EXERCISE GOAL:
Return exactly the run of lines that begins at the line containing "of the bucket" and ends at the last line of the material below; pictures stay out.

RECORDED DATA:
↓
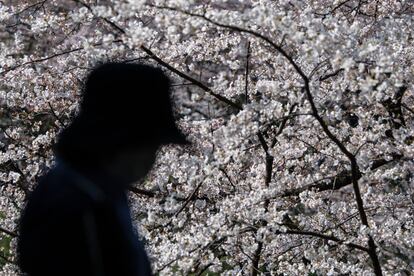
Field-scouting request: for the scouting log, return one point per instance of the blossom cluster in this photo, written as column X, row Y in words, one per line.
column 300, row 115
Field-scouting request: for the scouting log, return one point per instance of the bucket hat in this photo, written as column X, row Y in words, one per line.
column 123, row 105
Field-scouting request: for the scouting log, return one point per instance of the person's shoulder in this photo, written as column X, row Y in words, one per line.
column 63, row 190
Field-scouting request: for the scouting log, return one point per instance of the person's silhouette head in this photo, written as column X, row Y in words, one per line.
column 125, row 115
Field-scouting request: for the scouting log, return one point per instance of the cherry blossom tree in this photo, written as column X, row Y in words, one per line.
column 300, row 113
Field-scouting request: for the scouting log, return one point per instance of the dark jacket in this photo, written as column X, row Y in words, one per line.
column 79, row 224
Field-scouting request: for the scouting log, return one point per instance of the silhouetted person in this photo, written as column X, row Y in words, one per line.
column 77, row 220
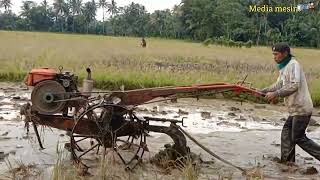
↑
WRITTEN SOLUTION:
Field-scouting request: for the scouting log, return one point per instance of the bucket hat in this photo, written as column X, row Y in words, one per line.
column 123, row 105
Field-scouting request: for the scouting log, return one point per instance of the person's shoulder in this photo, written as column X, row Y in words, one per line.
column 63, row 190
Field-scouting request: for the scouting log, return one point per instance of the person's silhouette head in this photo, written as column X, row Y in words, one per line.
column 125, row 115
Field-scouting request: for the scouting log, return one point per instance of the cherry blossom tree in this photo, written as column X, row Y in words, one per line.
column 300, row 113
Field-scouting request: for the scouting log, return one point per instance of the dark jacket in this photo, written as column X, row Y in words, one per line.
column 79, row 224
Field-scouting request: for the scouting log, return one point per instance of the silhouetted person in this photo, written as column X, row Y in words, one per line.
column 77, row 220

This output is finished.